╭─ INFORMATION SHOWN

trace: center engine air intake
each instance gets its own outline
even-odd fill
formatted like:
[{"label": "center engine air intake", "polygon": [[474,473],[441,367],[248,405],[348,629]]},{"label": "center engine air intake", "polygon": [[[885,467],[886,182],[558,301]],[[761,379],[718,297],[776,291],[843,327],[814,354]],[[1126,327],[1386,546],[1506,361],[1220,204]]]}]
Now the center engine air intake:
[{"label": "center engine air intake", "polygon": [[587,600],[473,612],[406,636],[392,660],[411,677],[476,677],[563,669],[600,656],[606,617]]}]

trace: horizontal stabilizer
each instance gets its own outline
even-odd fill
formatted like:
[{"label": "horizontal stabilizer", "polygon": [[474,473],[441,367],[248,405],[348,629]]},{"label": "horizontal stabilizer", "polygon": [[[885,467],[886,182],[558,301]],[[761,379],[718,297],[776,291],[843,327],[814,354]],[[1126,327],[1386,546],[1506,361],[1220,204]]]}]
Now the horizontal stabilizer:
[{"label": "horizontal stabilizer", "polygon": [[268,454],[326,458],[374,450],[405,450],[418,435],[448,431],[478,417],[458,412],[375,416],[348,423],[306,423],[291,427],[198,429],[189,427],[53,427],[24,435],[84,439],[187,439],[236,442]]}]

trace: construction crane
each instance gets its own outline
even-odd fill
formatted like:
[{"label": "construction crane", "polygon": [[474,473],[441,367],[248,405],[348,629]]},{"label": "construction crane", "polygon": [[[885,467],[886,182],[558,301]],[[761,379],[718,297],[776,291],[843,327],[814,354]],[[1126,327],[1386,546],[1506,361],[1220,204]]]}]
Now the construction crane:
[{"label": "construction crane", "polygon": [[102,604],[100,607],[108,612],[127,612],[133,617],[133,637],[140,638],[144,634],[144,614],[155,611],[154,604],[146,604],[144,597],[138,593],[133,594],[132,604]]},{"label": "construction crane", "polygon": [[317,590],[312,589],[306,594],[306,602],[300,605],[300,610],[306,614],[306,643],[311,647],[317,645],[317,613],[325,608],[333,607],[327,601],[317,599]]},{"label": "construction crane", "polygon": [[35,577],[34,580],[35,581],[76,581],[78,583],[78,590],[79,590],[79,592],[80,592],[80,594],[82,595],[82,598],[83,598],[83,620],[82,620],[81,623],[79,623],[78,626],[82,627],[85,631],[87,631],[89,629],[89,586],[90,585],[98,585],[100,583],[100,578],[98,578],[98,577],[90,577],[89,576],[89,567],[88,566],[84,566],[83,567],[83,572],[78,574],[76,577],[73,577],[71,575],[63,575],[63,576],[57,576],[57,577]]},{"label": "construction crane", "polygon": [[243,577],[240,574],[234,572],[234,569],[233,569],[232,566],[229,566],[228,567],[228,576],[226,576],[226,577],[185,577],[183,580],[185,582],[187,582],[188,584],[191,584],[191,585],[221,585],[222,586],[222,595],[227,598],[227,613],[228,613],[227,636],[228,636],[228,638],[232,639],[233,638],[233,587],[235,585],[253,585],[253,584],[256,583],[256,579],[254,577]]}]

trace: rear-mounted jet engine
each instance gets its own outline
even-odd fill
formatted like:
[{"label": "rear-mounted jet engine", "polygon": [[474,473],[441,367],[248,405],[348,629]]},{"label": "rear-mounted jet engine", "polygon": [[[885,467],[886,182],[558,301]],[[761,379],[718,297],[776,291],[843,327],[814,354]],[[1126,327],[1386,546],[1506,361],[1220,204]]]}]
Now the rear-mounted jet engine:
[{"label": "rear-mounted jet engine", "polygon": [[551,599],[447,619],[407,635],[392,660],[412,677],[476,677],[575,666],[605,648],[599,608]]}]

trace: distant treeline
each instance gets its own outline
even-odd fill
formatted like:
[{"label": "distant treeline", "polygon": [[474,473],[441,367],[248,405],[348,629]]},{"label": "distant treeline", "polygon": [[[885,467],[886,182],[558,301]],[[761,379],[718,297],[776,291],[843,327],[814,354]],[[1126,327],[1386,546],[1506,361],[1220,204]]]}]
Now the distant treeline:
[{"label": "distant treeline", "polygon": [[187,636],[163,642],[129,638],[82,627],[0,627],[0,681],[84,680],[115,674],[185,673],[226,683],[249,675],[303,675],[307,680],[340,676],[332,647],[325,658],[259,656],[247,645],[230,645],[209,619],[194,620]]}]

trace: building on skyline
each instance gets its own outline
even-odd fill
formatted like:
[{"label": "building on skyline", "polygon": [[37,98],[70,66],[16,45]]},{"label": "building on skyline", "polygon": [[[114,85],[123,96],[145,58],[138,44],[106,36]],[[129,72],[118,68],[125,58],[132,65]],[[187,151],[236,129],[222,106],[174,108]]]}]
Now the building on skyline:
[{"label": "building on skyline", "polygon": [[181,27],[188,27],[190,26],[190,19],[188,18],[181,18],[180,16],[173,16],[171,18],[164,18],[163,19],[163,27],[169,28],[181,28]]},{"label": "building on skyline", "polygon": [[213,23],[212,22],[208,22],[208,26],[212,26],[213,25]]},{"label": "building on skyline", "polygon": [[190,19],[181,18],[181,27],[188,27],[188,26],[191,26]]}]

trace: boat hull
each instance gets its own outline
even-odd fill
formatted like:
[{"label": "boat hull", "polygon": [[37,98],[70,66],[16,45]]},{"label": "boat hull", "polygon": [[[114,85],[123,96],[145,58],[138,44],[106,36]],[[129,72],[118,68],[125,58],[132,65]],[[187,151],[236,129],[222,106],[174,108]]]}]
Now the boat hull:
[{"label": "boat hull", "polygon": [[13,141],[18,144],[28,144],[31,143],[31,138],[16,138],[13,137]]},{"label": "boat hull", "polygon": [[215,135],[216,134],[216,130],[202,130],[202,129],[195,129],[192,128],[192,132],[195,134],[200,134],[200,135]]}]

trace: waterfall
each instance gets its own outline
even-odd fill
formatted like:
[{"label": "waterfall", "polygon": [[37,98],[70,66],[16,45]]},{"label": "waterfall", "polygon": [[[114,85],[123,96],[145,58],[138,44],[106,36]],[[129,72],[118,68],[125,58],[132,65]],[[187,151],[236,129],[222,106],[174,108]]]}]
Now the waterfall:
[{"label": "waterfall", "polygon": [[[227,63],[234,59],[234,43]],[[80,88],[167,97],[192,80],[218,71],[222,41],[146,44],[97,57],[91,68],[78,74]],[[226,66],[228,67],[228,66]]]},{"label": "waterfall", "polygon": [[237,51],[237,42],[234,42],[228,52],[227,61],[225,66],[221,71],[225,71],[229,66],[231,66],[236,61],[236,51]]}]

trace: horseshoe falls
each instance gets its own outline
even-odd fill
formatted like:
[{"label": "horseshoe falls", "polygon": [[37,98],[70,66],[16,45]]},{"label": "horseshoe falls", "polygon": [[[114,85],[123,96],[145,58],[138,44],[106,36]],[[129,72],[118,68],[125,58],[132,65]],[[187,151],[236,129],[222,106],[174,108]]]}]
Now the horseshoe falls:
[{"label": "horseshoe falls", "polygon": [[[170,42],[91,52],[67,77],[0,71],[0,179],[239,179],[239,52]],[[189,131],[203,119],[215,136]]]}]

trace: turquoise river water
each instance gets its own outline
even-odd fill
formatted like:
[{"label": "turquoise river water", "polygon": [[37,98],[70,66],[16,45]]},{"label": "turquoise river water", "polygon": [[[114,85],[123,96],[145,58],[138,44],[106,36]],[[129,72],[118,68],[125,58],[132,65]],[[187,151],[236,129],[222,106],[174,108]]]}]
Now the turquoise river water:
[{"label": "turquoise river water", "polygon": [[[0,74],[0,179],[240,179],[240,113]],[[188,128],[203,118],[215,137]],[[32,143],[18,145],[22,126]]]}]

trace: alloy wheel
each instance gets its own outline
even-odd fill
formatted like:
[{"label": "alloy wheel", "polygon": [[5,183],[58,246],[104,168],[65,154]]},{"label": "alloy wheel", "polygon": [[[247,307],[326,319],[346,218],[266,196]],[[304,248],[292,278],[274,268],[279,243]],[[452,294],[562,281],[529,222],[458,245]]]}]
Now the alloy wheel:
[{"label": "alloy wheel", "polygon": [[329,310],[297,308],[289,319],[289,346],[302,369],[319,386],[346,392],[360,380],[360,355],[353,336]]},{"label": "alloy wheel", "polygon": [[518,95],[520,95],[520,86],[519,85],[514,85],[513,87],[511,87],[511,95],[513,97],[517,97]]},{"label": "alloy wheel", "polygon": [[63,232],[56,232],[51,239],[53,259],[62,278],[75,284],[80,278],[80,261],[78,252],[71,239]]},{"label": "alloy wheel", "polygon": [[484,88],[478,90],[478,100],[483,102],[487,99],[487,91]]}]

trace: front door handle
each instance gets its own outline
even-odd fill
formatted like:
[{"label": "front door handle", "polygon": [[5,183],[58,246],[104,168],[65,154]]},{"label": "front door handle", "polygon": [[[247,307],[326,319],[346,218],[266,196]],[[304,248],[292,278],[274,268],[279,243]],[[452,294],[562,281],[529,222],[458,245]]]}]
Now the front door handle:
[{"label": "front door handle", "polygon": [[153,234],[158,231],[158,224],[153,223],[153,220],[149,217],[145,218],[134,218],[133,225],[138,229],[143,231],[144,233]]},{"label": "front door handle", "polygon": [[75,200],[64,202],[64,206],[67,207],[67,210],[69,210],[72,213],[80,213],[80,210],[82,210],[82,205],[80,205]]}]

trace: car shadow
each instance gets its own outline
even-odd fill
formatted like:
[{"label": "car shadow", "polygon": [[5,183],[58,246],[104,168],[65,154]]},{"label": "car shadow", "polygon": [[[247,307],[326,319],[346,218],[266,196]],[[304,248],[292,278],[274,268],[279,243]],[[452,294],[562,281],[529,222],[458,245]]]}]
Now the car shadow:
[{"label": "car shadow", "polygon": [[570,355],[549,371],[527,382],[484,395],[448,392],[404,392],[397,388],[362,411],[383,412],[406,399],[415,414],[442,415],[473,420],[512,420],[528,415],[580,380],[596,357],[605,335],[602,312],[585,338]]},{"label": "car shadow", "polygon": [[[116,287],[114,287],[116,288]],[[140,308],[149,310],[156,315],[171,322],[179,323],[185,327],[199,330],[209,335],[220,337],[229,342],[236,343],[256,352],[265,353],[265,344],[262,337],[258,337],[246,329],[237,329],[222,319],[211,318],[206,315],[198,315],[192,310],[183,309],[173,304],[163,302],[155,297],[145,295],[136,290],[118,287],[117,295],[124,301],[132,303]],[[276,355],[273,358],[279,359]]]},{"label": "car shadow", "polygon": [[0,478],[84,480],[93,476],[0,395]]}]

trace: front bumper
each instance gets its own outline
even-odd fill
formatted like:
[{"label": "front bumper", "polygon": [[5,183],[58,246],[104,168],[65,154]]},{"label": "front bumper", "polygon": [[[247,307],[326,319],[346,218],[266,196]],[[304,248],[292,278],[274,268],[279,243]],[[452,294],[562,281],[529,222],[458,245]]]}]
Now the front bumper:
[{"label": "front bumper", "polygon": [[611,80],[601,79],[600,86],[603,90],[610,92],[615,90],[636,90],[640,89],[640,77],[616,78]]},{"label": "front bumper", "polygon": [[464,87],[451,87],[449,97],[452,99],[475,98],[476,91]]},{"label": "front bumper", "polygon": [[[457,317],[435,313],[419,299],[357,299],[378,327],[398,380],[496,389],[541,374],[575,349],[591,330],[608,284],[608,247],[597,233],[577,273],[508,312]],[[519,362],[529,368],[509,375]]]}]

╰─

WHAT NEEDS TO BE DONE: Only the final stretch of the entries above is needed: print exactly the lines from the line containing "trace: front bumper" through the last one.

FINAL ANSWER:
trace: front bumper
each instance gets its own outline
even-odd fill
formatted like:
[{"label": "front bumper", "polygon": [[5,183],[58,246],[104,168],[65,154]]},{"label": "front bumper", "polygon": [[[247,307],[326,319],[346,218],[266,196]],[[304,248],[292,278],[274,268],[279,243]],[[452,294],[562,281],[529,222],[458,245]]]}]
Now the front bumper:
[{"label": "front bumper", "polygon": [[611,80],[601,79],[600,86],[603,90],[610,92],[615,90],[636,90],[640,89],[640,77],[616,78]]},{"label": "front bumper", "polygon": [[464,87],[451,87],[449,97],[452,99],[475,98],[476,91]]},{"label": "front bumper", "polygon": [[[457,317],[435,313],[419,299],[357,299],[378,327],[398,380],[496,389],[541,374],[575,349],[591,330],[608,284],[608,247],[597,233],[577,273],[508,312]],[[519,362],[529,368],[509,375]]]}]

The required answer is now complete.